In the eastern city of Goma, voters who began queueing before the cut-off of 5 p.m. were allowed to stay on to cast ballots.

In the Kinshasa district of St. Raphael, where a delay in voting sparked anger earlier, balloting was being allowed until 10 p.m., an African Union observer told AFP.

The election is Congo's first chance to have a peaceful, democratic transfer of power since independence in 1960 as longtime President Joseph Kabila steps aside.

At stake in the election is a country rich in minerals including those crucial to the world's smartphones and electric cars, and yet Congo remains desperately underdeveloped with widespread corruption and insecurity.

Meanwhile, Pope Francis prayed for those suffering from violence and Ebola in Congo, and is urging peaceful elections.

Francis asked faithful in St. Peter's Square on Sunday to join him in prayers and expressed hope that "all work to maintain a peaceful climate that permits peaceful and regular conducting of the elections."

Unrest had been feared after a last-minute decision to bar an estimated 1 million people from voting because of a deadly Ebola virus outbreak in the east. The decision has been widely criticized as threatening the credibility of the election.

In Beni, where voting was postponed until March, long after Congo's new leader will be inaugurated in January, a few hundred protesters staged mock elections. People cast paper ballots and many sang in Swahili, "Voting is our right and nobody can stop us."

Beni residents said they and others barred in Butembo city should have the right to have their votes counted.

Jacob Salamu, 24, and others washed their hands before voting as a protection against Ebola, which is spread via infected bodily fluids. "We do not have Ebola. Kabila is worse than Ebola," Salamu said. They will send their voting results to the electoral commission, he said.

The delay has been widely criticized as undermining the credibility of the election, while some health workers have said it politicizes the outbreak and puts them in danger. Some protesters in Beni have attacked Ebola facilities.

Two main opposition candidates, Martin Fayulu and Tshisekedi, are challenging Kabila's preferred successor, former interior minister Emmanuel Ramazani Shadary, who is under sanctions from the European Union.

A rainstorm began voting day in the capital, flooding some streets. Kabila and Shadary voted together at the central Gombe Institute polling station.

"My message today to my compatriots is to come and vote for their candidates and brave the rain," Kabila said. Shadary called for "peace and calm," adding "I am very confident in victory."

• [Required actions]
#1 Answer these questions from the Congo election excerpt:
(a) Until what time was balloting allowed in the Kinshasa district of St. Raphael?
(b) Until when was voting postponed in Beni?
(c) At which polling station did Kabila and Shadary vote?
#2 Carry on the Congo election excerpt, starting right after its last sentence.

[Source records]

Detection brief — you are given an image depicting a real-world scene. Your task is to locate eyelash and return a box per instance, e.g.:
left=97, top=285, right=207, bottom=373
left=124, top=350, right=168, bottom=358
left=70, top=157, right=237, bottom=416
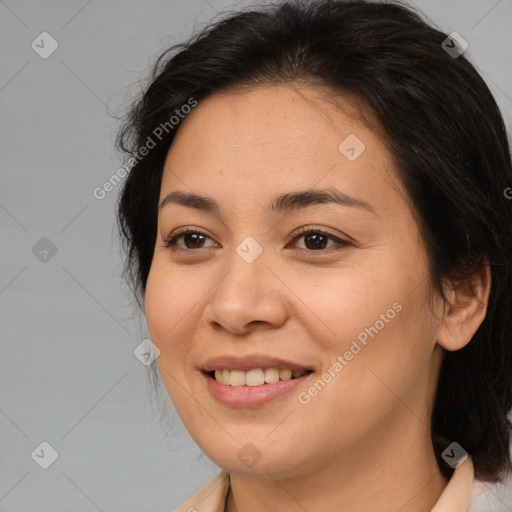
left=164, top=227, right=352, bottom=255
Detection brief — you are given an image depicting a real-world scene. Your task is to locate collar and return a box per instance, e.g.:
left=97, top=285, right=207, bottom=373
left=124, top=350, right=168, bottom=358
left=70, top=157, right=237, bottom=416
left=173, top=457, right=474, bottom=512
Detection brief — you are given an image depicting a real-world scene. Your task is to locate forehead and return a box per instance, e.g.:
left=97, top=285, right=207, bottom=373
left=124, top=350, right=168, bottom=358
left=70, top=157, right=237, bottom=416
left=161, top=85, right=399, bottom=218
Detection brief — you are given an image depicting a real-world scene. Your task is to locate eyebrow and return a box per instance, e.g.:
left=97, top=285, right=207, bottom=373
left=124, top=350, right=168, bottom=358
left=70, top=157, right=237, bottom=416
left=160, top=187, right=377, bottom=216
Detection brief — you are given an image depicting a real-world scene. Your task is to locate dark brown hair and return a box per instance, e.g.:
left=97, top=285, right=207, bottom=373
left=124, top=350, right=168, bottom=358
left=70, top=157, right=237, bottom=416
left=118, top=0, right=512, bottom=482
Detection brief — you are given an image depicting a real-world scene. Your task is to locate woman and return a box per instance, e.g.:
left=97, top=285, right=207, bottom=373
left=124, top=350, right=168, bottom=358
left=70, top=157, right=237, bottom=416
left=118, top=1, right=512, bottom=512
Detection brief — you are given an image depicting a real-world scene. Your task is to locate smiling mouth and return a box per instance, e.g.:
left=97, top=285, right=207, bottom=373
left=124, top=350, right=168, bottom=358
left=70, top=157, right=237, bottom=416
left=203, top=368, right=313, bottom=387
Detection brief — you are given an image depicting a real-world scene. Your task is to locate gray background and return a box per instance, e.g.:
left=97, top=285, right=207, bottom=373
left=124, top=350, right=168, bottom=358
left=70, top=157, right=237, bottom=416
left=0, top=0, right=512, bottom=512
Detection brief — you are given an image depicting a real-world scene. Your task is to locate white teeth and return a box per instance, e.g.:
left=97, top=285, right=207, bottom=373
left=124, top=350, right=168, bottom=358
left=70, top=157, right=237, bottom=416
left=245, top=368, right=265, bottom=386
left=279, top=370, right=292, bottom=380
left=230, top=370, right=245, bottom=386
left=210, top=368, right=307, bottom=386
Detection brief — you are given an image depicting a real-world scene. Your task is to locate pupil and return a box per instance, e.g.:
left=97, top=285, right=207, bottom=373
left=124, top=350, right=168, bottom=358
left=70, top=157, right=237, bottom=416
left=304, top=233, right=327, bottom=249
left=185, top=233, right=204, bottom=249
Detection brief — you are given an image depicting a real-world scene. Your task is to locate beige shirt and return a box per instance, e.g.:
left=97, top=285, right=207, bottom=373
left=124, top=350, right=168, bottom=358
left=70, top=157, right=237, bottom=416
left=173, top=457, right=474, bottom=512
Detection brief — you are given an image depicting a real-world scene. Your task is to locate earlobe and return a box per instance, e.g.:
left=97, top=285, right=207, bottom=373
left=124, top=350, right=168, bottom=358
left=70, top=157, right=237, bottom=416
left=437, top=259, right=491, bottom=351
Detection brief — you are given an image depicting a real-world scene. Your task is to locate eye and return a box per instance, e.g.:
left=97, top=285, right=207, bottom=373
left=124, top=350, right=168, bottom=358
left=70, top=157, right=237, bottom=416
left=164, top=227, right=351, bottom=252
left=292, top=227, right=351, bottom=252
left=164, top=229, right=218, bottom=251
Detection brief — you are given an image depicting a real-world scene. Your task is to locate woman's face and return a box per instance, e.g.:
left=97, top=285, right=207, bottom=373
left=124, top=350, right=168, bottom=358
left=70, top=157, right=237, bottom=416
left=145, top=85, right=442, bottom=475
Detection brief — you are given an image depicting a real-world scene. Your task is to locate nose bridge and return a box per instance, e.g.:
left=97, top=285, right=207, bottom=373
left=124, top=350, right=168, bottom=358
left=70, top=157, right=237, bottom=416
left=207, top=236, right=286, bottom=332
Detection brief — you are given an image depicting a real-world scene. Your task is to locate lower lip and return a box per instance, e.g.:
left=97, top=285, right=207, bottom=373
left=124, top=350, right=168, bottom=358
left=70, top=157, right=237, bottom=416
left=201, top=372, right=313, bottom=407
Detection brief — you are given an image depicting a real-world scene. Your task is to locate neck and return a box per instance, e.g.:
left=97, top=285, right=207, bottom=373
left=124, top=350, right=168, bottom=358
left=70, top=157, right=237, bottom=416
left=225, top=430, right=448, bottom=512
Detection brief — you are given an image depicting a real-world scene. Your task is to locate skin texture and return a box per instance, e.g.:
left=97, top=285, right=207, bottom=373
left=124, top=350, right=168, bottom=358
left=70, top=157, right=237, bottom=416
left=145, top=85, right=490, bottom=512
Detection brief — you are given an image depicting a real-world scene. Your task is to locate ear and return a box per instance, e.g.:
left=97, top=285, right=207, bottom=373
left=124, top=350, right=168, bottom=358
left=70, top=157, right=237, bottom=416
left=437, top=259, right=491, bottom=351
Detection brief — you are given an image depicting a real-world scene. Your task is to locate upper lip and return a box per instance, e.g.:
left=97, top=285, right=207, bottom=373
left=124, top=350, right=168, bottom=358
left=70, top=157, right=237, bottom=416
left=202, top=354, right=313, bottom=372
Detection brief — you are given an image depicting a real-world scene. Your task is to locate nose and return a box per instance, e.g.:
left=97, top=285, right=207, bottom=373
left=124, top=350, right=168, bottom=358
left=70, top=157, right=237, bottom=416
left=204, top=247, right=289, bottom=335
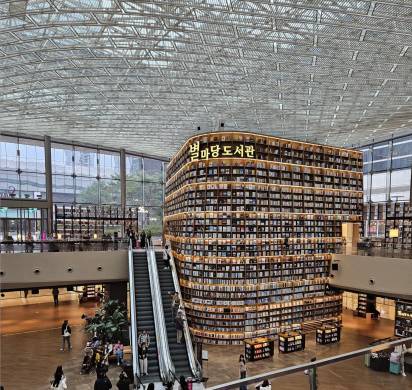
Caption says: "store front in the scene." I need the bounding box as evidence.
[0,207,47,242]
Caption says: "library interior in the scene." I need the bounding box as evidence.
[0,0,412,390]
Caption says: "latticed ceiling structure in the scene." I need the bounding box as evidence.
[0,0,412,157]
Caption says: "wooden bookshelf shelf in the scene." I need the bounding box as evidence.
[245,337,275,362]
[316,325,340,345]
[54,205,138,239]
[164,132,363,344]
[395,299,412,337]
[363,202,412,250]
[278,331,305,353]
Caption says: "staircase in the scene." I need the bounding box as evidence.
[155,252,192,378]
[133,252,161,383]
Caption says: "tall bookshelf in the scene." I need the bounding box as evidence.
[164,132,363,344]
[54,204,138,239]
[395,299,412,337]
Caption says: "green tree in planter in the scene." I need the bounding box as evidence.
[86,300,128,342]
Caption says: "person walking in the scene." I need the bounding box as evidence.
[50,366,67,390]
[175,309,183,344]
[146,229,152,245]
[304,357,318,390]
[138,343,148,375]
[116,371,130,390]
[258,379,272,390]
[60,320,72,351]
[140,230,146,248]
[171,292,180,318]
[163,245,171,269]
[52,287,59,306]
[178,375,188,390]
[113,340,124,366]
[239,355,247,390]
[137,329,150,348]
[94,372,112,390]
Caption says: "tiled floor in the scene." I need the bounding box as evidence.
[0,302,412,390]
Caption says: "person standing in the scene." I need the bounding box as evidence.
[50,366,67,390]
[239,355,247,390]
[140,230,146,248]
[130,229,137,249]
[52,287,59,306]
[116,371,130,390]
[113,340,124,366]
[172,292,180,318]
[61,320,72,351]
[138,343,148,375]
[175,309,183,344]
[178,375,188,390]
[304,357,318,390]
[146,229,152,245]
[94,372,112,390]
[163,245,171,269]
[137,329,150,348]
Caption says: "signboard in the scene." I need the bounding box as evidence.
[189,141,256,161]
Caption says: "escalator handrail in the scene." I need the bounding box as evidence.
[128,242,140,378]
[170,250,202,380]
[146,243,175,383]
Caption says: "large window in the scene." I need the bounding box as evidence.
[0,136,165,234]
[0,136,46,199]
[126,155,165,234]
[362,135,412,202]
[51,143,120,204]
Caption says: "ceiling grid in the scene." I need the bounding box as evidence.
[0,0,412,158]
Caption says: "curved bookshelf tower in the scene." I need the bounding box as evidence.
[164,132,363,344]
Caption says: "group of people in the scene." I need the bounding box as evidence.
[137,329,150,376]
[50,366,132,390]
[126,225,152,249]
[80,337,132,390]
[171,292,185,344]
[239,355,272,390]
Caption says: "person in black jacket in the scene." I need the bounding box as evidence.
[94,373,112,390]
[117,371,130,390]
[60,320,72,351]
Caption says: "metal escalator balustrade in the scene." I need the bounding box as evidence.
[155,252,192,378]
[146,245,175,384]
[169,250,202,381]
[131,252,161,383]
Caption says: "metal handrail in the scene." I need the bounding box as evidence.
[128,242,140,378]
[207,337,412,390]
[146,242,175,383]
[170,251,202,380]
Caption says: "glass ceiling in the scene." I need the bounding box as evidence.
[0,0,412,157]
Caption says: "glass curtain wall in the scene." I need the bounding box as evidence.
[51,143,120,205]
[0,136,46,200]
[0,136,165,235]
[361,135,412,203]
[126,154,165,235]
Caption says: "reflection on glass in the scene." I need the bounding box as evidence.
[53,175,74,203]
[74,146,97,177]
[75,177,99,204]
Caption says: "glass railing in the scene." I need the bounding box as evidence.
[208,337,412,390]
[146,242,175,383]
[0,240,128,253]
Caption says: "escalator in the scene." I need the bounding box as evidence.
[133,252,161,383]
[156,252,193,378]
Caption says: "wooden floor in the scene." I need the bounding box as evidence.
[0,301,412,390]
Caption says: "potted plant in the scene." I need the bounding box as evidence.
[86,300,128,342]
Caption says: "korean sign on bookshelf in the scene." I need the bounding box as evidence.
[189,141,256,161]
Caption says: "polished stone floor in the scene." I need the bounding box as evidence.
[0,301,412,390]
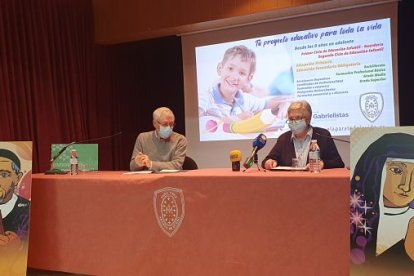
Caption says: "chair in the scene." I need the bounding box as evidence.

• [Response list]
#1
(a) Until 10 p.m.
(b) Until March.
(c) The central Gombe Institute polling station.

#2
Leading opposition candidate Fayulu voted at the same polling station.

"Today, we are writing the end of Kabila, the end of misery for Congolese people," he said as he cast his ballot. "Congo will stop being the laughingstock of the world."

If the elections are "free and fair," an opposition candidate will almost certainly win, said Jason Stearns of the Congo Research Group, based at the Center on International Cooperation at New York University.

Opinion polls make Fayulu the clear favorite, garnering around 44 percent of voting intentions, followed by 24 percent for Tshisekedi and 18 percent for Shadary, he said.

However, "the potential for violence is extremely high," he warned. Roughly half of respondents said they would reject the result if Shadary was declared winner, and would distrust DRC courts to settle a dispute fairly.

Almost the size of continental western Europe, the DRC is rich in gold, uranium, copper, cobalt and other minerals, but little wealth trickles down to the poor.

In the last 22 years, it has twice been a battleground for wars drawing in armies from central and southern Africa.

That legacy endures in the jungles of eastern DRC, where militias have carried out hundreds of killings.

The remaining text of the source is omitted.